╔══
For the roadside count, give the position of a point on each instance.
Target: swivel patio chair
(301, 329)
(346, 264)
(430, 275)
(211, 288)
╚══
Problem to solve =>
Retype the whole listing above, line for line and exactly.

Task result =>
For the roadside count, give the position of a point on each instance.
Target: swivel patio chair
(301, 329)
(346, 264)
(430, 275)
(211, 288)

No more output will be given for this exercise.